TO BE DONE: Can you set down the listing below word for word, starting at the line containing "Expected behaviour: a marker sits on the cobblestone" and continuing through its final line, with both of those lines included?

EXTRACTED MATERIAL:
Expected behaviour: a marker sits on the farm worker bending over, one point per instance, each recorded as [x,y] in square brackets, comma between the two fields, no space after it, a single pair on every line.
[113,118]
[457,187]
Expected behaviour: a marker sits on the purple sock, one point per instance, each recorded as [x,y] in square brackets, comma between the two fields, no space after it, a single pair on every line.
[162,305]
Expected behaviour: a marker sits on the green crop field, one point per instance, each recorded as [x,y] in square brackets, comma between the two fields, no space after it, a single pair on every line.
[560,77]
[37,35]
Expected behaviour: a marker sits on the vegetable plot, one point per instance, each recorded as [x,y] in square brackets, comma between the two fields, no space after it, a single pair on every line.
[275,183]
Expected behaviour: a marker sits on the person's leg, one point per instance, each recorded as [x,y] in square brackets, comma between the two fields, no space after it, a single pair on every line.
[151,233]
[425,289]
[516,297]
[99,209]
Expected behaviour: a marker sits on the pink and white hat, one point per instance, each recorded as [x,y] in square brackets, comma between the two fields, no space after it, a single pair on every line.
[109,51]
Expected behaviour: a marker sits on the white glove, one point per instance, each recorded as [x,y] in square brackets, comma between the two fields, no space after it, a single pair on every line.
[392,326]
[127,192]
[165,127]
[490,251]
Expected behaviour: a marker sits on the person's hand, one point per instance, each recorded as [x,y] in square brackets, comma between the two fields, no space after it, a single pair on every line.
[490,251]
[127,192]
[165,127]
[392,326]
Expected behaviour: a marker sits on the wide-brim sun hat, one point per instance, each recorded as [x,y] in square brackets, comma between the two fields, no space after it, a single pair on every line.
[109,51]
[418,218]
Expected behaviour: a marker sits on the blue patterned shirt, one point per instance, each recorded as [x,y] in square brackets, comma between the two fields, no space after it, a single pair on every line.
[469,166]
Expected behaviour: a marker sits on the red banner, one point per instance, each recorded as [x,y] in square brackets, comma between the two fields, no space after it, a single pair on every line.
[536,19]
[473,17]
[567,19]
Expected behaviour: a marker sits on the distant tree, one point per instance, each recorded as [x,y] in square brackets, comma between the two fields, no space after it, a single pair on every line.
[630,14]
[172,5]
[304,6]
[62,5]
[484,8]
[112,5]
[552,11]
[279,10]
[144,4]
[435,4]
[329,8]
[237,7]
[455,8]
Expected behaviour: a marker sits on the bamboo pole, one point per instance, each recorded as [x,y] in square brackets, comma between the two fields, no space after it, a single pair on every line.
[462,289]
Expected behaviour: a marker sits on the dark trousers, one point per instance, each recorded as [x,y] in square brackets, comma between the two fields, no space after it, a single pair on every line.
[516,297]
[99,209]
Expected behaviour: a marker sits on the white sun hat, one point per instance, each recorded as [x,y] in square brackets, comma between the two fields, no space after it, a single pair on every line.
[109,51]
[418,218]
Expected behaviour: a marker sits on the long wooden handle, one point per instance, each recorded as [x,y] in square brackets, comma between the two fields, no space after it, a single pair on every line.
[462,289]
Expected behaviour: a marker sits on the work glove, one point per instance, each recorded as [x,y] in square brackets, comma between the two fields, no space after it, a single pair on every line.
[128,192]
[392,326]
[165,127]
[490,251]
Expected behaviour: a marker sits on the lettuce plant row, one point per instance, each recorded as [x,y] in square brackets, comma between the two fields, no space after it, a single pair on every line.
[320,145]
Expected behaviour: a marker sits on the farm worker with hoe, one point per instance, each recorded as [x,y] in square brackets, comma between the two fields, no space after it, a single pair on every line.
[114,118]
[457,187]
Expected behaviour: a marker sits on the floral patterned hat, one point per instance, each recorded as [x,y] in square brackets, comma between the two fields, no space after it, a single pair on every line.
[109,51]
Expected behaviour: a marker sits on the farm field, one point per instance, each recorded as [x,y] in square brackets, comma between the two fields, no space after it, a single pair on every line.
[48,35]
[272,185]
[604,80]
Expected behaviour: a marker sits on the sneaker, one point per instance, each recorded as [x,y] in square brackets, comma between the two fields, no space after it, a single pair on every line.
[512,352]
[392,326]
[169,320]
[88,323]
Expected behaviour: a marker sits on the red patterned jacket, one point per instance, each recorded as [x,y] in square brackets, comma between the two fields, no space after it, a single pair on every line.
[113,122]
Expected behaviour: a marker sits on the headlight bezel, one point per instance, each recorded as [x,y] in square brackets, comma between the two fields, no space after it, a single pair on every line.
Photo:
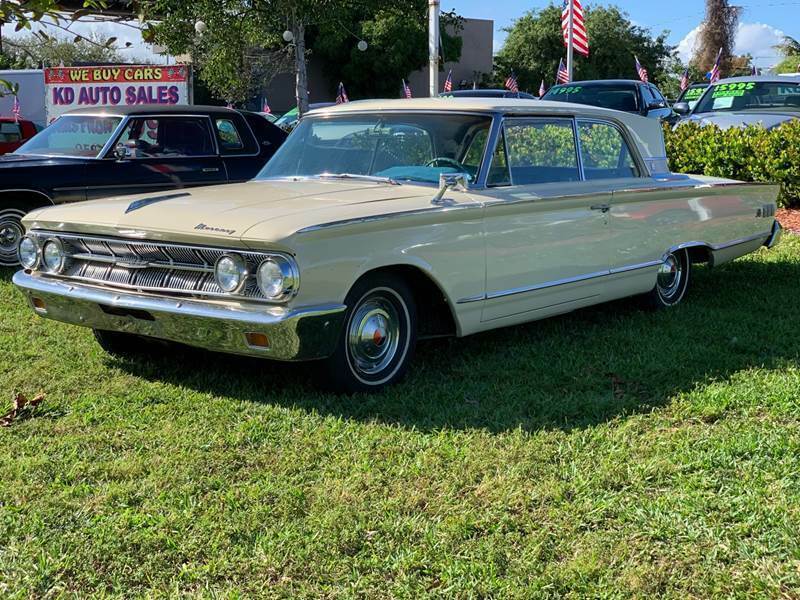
[242,270]
[62,262]
[38,257]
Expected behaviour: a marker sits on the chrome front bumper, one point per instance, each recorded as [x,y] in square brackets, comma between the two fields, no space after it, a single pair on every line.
[300,334]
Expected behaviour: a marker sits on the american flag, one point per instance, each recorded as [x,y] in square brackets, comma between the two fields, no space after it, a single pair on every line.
[580,41]
[715,72]
[15,110]
[448,83]
[341,95]
[561,75]
[685,79]
[511,83]
[406,90]
[641,70]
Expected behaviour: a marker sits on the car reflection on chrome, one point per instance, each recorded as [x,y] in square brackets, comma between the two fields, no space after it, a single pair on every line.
[381,223]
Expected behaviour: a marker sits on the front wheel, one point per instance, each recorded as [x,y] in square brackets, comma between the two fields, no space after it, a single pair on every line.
[378,339]
[672,280]
[11,232]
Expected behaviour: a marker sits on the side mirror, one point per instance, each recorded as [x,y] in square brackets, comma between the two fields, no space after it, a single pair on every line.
[682,108]
[450,181]
[121,151]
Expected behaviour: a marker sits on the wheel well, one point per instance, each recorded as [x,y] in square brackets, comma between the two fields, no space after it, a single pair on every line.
[434,314]
[25,199]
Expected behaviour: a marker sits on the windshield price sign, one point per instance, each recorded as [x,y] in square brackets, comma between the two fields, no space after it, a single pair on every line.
[68,88]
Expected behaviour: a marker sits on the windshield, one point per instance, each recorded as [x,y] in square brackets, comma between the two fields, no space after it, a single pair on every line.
[750,95]
[402,147]
[691,95]
[618,97]
[72,135]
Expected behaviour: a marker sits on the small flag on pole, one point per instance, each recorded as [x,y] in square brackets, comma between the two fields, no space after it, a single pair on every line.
[15,109]
[341,95]
[641,70]
[448,83]
[511,83]
[561,75]
[406,90]
[685,79]
[580,41]
[714,74]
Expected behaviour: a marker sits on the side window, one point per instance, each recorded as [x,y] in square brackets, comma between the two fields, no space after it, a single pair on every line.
[604,152]
[541,151]
[228,135]
[498,171]
[162,137]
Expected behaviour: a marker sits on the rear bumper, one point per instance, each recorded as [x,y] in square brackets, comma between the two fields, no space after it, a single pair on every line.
[775,235]
[301,334]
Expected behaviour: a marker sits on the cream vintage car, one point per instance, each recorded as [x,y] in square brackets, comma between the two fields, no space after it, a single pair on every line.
[382,222]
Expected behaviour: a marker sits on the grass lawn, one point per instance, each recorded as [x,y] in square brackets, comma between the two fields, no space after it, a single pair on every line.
[610,453]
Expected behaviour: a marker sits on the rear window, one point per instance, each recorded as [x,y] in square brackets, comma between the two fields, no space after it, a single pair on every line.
[618,97]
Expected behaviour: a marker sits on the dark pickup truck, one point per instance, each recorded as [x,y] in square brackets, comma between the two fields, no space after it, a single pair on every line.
[94,153]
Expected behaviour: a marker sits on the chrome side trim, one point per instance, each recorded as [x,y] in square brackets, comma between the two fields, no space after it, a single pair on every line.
[293,334]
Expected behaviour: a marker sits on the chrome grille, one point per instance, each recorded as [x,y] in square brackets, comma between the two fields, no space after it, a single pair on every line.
[162,268]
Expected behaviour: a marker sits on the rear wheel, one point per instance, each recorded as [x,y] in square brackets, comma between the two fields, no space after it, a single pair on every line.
[378,339]
[672,280]
[11,232]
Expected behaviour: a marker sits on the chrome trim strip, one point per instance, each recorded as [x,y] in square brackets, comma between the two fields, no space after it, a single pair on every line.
[293,334]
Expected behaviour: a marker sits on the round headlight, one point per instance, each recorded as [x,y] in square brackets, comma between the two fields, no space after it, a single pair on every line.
[28,252]
[230,272]
[271,279]
[53,256]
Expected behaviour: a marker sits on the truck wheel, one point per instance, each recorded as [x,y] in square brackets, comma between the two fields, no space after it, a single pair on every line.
[378,338]
[11,231]
[672,280]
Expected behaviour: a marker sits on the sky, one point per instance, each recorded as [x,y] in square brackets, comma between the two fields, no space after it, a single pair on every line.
[762,24]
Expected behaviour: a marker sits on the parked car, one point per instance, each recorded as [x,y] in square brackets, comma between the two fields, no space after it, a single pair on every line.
[89,154]
[741,101]
[691,94]
[382,222]
[630,96]
[14,133]
[489,93]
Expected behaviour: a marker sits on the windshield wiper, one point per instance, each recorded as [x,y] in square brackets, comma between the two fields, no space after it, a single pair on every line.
[374,178]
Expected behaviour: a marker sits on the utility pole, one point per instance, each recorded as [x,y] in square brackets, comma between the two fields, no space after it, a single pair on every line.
[433,46]
[570,33]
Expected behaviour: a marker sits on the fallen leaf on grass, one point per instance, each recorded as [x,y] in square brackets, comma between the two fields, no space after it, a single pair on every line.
[20,403]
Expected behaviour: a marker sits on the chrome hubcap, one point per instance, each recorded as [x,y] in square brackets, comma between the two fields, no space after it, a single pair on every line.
[373,335]
[670,275]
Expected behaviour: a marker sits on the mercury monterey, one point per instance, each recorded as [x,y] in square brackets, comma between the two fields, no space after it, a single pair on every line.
[379,223]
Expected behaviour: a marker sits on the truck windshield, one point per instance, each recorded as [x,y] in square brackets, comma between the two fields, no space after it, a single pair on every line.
[409,147]
[72,135]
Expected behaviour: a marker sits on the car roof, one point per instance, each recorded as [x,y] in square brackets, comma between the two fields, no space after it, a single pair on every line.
[149,109]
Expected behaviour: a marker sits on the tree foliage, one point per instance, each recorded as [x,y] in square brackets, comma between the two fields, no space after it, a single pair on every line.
[534,47]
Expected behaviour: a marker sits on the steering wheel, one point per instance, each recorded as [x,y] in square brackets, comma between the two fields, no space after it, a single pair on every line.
[444,161]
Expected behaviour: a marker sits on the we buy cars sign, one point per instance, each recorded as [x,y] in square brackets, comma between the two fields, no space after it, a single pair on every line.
[68,88]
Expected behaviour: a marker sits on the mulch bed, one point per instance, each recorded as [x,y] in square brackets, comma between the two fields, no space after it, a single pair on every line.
[790,219]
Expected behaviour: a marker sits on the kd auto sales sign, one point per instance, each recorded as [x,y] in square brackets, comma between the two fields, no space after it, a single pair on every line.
[68,88]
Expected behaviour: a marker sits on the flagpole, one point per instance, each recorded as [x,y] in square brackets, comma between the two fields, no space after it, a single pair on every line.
[569,38]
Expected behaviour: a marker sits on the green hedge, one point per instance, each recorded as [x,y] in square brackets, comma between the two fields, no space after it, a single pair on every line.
[749,154]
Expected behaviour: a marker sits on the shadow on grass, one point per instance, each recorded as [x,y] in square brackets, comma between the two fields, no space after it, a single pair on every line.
[568,372]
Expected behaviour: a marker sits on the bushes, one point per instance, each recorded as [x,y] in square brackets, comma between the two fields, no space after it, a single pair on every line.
[750,154]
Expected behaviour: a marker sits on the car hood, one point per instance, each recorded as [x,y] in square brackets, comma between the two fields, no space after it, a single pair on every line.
[256,210]
[15,161]
[740,119]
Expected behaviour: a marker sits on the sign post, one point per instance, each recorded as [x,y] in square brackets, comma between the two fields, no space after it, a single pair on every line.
[68,88]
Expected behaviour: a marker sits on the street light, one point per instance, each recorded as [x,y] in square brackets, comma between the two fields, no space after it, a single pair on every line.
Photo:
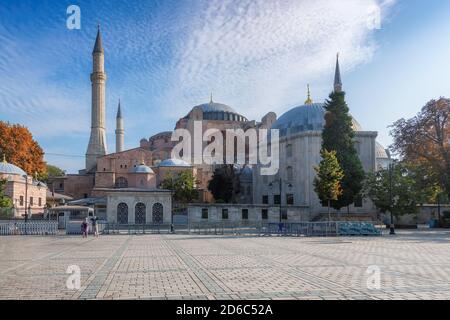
[391,227]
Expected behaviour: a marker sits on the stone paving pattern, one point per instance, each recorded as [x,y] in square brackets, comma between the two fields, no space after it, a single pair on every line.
[413,264]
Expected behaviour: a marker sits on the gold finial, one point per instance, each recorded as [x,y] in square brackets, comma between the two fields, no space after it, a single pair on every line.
[309,100]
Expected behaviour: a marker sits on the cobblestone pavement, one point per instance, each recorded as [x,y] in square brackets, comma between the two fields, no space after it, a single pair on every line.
[413,265]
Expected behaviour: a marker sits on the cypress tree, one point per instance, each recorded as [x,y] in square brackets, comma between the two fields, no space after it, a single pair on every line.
[338,135]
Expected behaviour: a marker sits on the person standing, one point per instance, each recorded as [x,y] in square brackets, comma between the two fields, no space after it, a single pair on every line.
[84,228]
[95,226]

COMPLETED EXERCISE:
Expected behaviour: a marker sits on the cobblestone pavement, one point per instance, each recorded as [x,y] in square brackets, comma between the two fields, no space after it, a single pair on every line.
[413,265]
Expected behaviour: a marker sits on the cypress tree, one point per instance, each recorded as [x,y] in square brackets, comma between the two fields, no space after it, a single pair on every line.
[338,135]
Expected behaviour: a marker sits on the person standing, one point per instance, each recorded as [x,y] in square brackets, comma between the two fields, no space after it, a single pair on every line.
[84,228]
[95,226]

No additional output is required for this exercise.